→ **Task description**: Can you copy every one of the lines below word for word, leaving out the pictures?

→ **Data for this task**:
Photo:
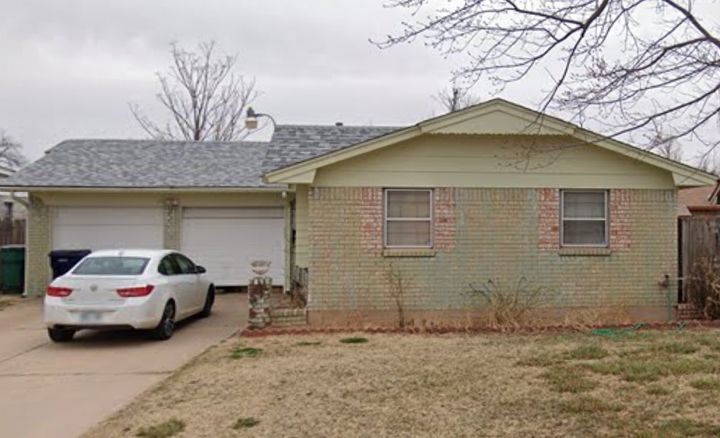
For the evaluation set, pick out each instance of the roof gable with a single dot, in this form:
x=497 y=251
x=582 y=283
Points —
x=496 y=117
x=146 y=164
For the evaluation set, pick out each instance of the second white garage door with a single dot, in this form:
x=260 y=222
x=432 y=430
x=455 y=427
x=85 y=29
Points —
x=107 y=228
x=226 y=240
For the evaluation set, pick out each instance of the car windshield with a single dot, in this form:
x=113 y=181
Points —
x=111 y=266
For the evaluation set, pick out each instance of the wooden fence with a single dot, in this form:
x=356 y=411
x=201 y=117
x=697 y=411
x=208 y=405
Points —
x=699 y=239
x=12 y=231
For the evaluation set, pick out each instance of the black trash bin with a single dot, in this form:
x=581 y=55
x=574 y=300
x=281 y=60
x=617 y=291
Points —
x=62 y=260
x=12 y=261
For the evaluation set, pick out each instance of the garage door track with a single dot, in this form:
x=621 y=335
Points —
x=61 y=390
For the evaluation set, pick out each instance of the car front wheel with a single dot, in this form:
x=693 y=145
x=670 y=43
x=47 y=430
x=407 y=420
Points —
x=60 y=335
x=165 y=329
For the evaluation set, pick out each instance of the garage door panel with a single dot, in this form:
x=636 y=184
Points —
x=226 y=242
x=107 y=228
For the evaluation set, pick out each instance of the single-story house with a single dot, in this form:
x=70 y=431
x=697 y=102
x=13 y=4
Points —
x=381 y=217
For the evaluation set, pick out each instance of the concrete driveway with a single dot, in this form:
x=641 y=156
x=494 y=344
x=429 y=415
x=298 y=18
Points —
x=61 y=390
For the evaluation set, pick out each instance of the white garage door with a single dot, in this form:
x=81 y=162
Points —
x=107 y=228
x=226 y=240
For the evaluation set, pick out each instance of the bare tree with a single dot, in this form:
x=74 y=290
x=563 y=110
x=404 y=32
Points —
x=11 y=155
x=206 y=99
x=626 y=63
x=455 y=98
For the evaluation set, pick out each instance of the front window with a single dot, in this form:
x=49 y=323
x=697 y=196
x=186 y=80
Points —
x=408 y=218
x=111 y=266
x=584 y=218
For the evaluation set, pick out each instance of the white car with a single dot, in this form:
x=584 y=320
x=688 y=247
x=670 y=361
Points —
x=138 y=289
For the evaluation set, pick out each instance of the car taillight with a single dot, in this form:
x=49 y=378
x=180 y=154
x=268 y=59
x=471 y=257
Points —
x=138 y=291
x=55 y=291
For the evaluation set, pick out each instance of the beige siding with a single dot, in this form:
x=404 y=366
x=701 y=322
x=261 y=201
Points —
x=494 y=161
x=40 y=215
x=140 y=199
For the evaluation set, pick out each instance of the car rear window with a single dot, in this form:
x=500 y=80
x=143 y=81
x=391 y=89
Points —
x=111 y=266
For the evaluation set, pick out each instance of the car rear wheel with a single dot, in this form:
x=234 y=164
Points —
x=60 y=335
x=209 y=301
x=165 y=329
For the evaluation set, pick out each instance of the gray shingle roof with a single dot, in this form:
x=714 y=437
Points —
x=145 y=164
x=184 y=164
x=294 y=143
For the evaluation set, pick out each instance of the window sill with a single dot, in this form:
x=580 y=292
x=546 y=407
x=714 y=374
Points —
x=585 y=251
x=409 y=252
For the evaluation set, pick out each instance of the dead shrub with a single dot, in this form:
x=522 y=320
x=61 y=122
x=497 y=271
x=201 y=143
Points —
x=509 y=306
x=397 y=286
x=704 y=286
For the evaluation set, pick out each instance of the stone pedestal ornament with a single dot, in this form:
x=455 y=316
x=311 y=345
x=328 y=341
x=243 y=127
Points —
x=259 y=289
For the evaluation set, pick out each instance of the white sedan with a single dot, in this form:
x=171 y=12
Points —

→ **Task response**:
Photo:
For the evaluation set, pick out each instance of the roof gable with a single dot, in this form:
x=497 y=251
x=582 y=283
Points —
x=496 y=117
x=146 y=164
For the evaluation set, pick out each instance of the second white garage door with a single dot, in this form:
x=260 y=222
x=432 y=430
x=455 y=427
x=85 y=29
Points —
x=107 y=228
x=226 y=240
For the evaluation set, pick out each instance of the car windshield with a single dot, in this form:
x=113 y=181
Points —
x=111 y=266
For the evaluation set, pick out each instance of the wooden fence with a single dot, in this form:
x=356 y=411
x=201 y=117
x=697 y=411
x=208 y=405
Points —
x=699 y=239
x=12 y=231
For the evaluation set, pick out each instance of the black trash bin with a single dot, in this form:
x=581 y=55
x=574 y=300
x=281 y=60
x=617 y=291
Points —
x=62 y=260
x=12 y=261
For the evaluation set, pick out each instance of the garage door track with a single dot, in this form:
x=621 y=335
Points —
x=61 y=390
For the evaluation set, pick out each instance of the car front wheel with a single dot, in this form:
x=693 y=145
x=670 y=43
x=47 y=430
x=407 y=420
Points —
x=60 y=335
x=165 y=329
For the evaluation set, pick out each instance of the garage door panel with a single dot, in this form:
x=636 y=184
Points —
x=226 y=242
x=107 y=228
For the evaluation set, pick out each instance of the single-story house with a single dot, in this form:
x=70 y=431
x=697 y=102
x=13 y=4
Points —
x=381 y=217
For the evaluation set, pick out each instance of the concrete driveway with a single dot, in this form:
x=641 y=156
x=494 y=344
x=429 y=415
x=298 y=18
Points —
x=61 y=390
For the evaluation set, pick out each instance of the white garage door with a single dot, in this form:
x=81 y=162
Points —
x=107 y=228
x=226 y=240
For the evaluation set, pick out each instance of the bare tree with a single dot, in this form:
x=74 y=290
x=563 y=110
x=404 y=32
Points —
x=11 y=155
x=206 y=99
x=626 y=63
x=455 y=98
For the evaluation set, pick out each instance of the front window with a single dot, in this form:
x=49 y=323
x=697 y=196
x=186 y=80
Points —
x=408 y=218
x=111 y=266
x=584 y=218
For the evaluation set, pick out each instance of the white car with a single dot, in this form:
x=584 y=320
x=688 y=247
x=670 y=361
Points —
x=138 y=289
For the evaluation set, pick out each instance of the car taillight with a single dot, in this form:
x=49 y=378
x=180 y=154
x=268 y=59
x=471 y=257
Points —
x=138 y=291
x=55 y=291
For the evaluation set, pick out each instance of the beige siding with a single dot, in this form:
x=404 y=366
x=701 y=322
x=261 y=201
Points —
x=494 y=161
x=40 y=215
x=140 y=199
For the evaluation set, pick out each instance of the car rear window with a single dot, in this form:
x=500 y=80
x=143 y=81
x=391 y=89
Points —
x=111 y=266
For the evaluation set, pick out each instance of the car rear wheel with a single dot, in this form:
x=234 y=164
Points —
x=60 y=335
x=209 y=301
x=165 y=329
For the evaluation set, pick out each instance of the gray shingle roof with a single dot, in this form:
x=714 y=437
Points —
x=145 y=164
x=184 y=164
x=294 y=143
For the evaluation set, pick out each instance of the window sill with a single dot, in this form:
x=580 y=292
x=546 y=407
x=714 y=374
Points —
x=585 y=251
x=409 y=252
For the evaluation set, pick out each instance of the dead shrub with a single dot, in this form:
x=522 y=320
x=61 y=122
x=497 y=271
x=201 y=143
Points —
x=509 y=306
x=397 y=286
x=704 y=286
For the evaluation set, pick out each instance of the stone pedestal ornament with a single dot, in this form:
x=455 y=316
x=311 y=345
x=328 y=341
x=243 y=127
Points —
x=259 y=289
For the evaluation set, pick out each instance of the white sedan with a single dot, in this form:
x=171 y=12
Points —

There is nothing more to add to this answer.